• Objective 1: Decide whether each statement agrees with the post on simulating a speaker as an RLC circuit, answering yes or no and quoting the deciding words: (a) the writer wants the C++ script to work in the sample domain; (b) the post says T equals the sample rate; (c) TimWescott says the R1/L1 pair can add low-pass filtering.
• Objective 2: Reproduce word for word the part of the post on simulating a speaker as an RLC circuit that opens with the words containing "Then I need" and closes with "a few times).".
• Objective 3: Carry the post on simulating a speaker as an RLC circuit further, continuing it from the point where it stops.

• Excerpt provided:
------

I read this article here which demonstrates a simulation of a speaker as a simple RLC circuit where the RLC components are in parallel:

enter image description here


I am interested in creating a sample domain C++ script that can take audio input samples at a given sample rate and return the processed audio "output" by the "speaker".

I understand the R1 & L1 in series just create some phase rotation and nothing else (correct?) and if so, I have no interest in these components. Thus what I would want to simulate would be for example with rough values as shown here:

enter image description here

I believe the two capacitors C1 and C2 in parallel simply add together to make a new C value (summed values?), in which case it is then just a Resistor $R$, Inductor $L$, and Capacitor $C$ in parallel.


I would think this would be easy but I can't find any simple example online of this system solved in a Laplace function.

I believe what I need to do is solve the Laplace transfer function. Then I can use a reference like this one for substituting terms of z.

Or I think I'm supposed to do a substitution as I was instructed previously here, substituting one of:

  • Backward Euler: $s≃\frac{1−z^{−1}}{T}$
  • Forward Euler: $s≃\frac{z−1}{T}$
  • Tustin transformation: $s≃\frac{2(z−1)}{T(z+1)}$

where $T$ equals 1/sampleRate.

Then I need to convert this into n domain of samples for C++ coding (or any other simple language I can rewrite to C++), where n is the current sample, n_1 is the last output, and n_2 is the output two samples prior.

I have no formal education in this though and it has been 3-5 years since the last time I did this (and I have only done it a few times).

Do I have the right idea? Any help with how this would work?

  • 1
    $\begingroup$ Your forward Euler is wrong. $s$ is the derivative.. The substitution needs a difference in there. Either $z-1$ or $1-z^{-1}$ . $\endgroup$ Dec 30, 2023 at 19:00
  • $\begingroup$ Thanks. Copied it over wrong. Fixed. Thanks. Any solution or guidance on what steps I need to take or how to do it? Thanks for any help. $\endgroup$
    – mike
    Dec 30, 2023 at 19:03
  • $\begingroup$ Can you analyze the circuit in the $s$ domain? $\endgroup$ Dec 30, 2023 at 19:08
  • 1
    $\begingroup$ If you go through the effort of doing this, why not use the standard Thiele-Small model, which is a better fit and where the parameters are readily available on pretty much every data sheet ? There are also freeware tools like WinISD that will do most of the work for you. $\endgroup$
    – Hilmar
    Dec 30, 2023 at 19:58
  • $\begingroup$ Depending on the speaker, the R1/L1 pair in your first picture may matter -- they'll cause some extra low-pass filtering. Getting a Laplace-domain transfer function from an RLC circuit like this is basic circuit design stuff -- try asking on electronics.stackexchange.com or just search for "transfer function from RLC". Basically the impedance of a capacitor is $\frac{1}{Cs}$ and the impedance of an inductor is $Ls$. Just solve the network symbolically, simplify, and there's your transfer function. $\endgroup$
    – TimWescott
    Dec 30, 2023 at 20:57

2 Answers 2


Do what r b-j suggests: get a Laplace domain equivalent first, and then transform from $s$ to $z$.

------

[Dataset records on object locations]
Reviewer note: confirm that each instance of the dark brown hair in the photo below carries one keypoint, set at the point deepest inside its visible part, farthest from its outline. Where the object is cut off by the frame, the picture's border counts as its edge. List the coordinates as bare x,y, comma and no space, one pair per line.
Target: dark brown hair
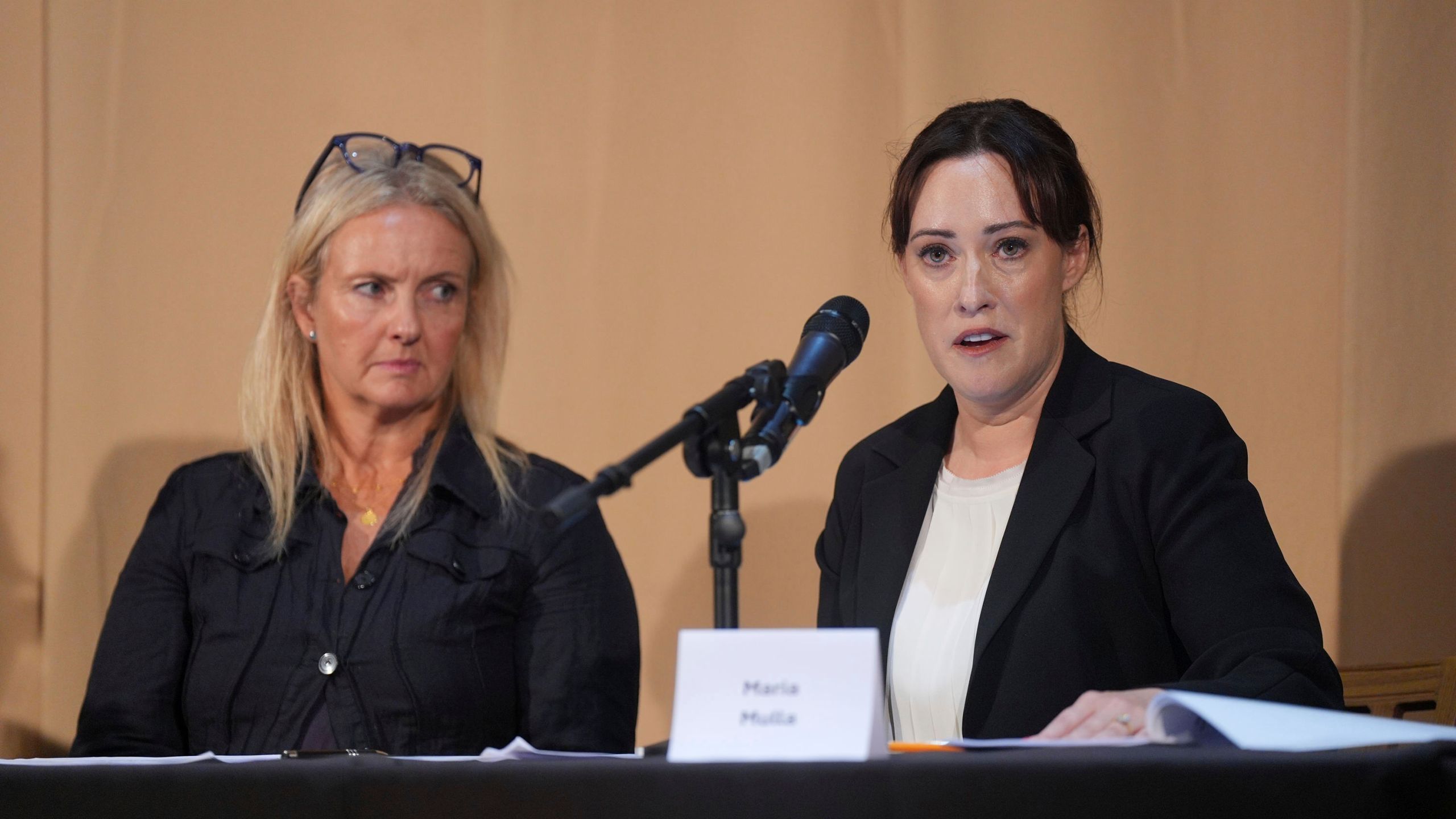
1054,190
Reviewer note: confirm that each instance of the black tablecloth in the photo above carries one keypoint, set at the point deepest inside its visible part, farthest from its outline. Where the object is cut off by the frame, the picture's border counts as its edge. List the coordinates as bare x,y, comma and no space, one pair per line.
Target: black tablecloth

------

• Final answer 1:
(a) Yes: "I am interested in creating a sample domain C++ script"
(b) No: "where $T$ equals 1/sampleRate."
(c) Yes: "they'll cause some extra low-pass filtering"

• Final answer 2:
Then I need to convert this into n domain of samples for C++ coding (or any other simple language I can rewrite to C++), where n is the current sample, n_1 is the last output, and n_2 is the output two samples prior.

I have no formal education in this though and it has been 3-5 years since the last time I did this (and I have only done it a few times).

• Final answer 3:
The equivalent circuit will be something like:

\begin{align} H(s) &= R_1 + sL_1 + \frac{1}{\frac{1}{\frac{1}{s(C_1+C_2)}} + \frac{1}{s L_2} + \frac{1}{R_2}}\\ &= R_1 + sL_1 + \frac{1}{s(C_1+C_2) + \frac{1}{s L_2} + \frac{1}{R_2}}\\ &= R_1 + sL_1 + \frac{s}{s^2(C_1+C_2) + \frac{s}{R_2}+ \frac{1}{L_2} }\\ \end{align}

and from there, just use your Tustin transformation.

  • 2
    $\begingroup$ Tustin transformation warps the frequency axis to the point where the upper octave becomes more or less useless for this type of simulation. $\endgroup$
    – Hilmar
    Dec 30, 2023 at 19:55

That is an annoyingly difficult problem.

Physical modelling of the transfer function of an electrodynamic loudspeaker in an enclosure is well understood and there is an industry-wide accepted "standard solution" for low frequencies which is the Thiele-Small model (see for example http://www.integracoustics.com/MUG/MUG/articles/woofer/), that's a little more complex than the model you suggest but well worth the extra effort.

All of these models work analog in the frequency domain. Translating those into digital filters is remarkably difficult and I don't know of a "one size fits all" solution.

The main problem here is that the analog model is not bandlimited and direct sampling will result in aliasing.

The most common method for moving poles and zeros from the S-plane to the Z-plane is the Bilinear Transform (Tustin's method). This avoids aliasing by mapping the entire imaginary axis of the S-plane axis onto the unit circle in the z-plane. However that warps the frequency axis quite a bit especially in the higher octave.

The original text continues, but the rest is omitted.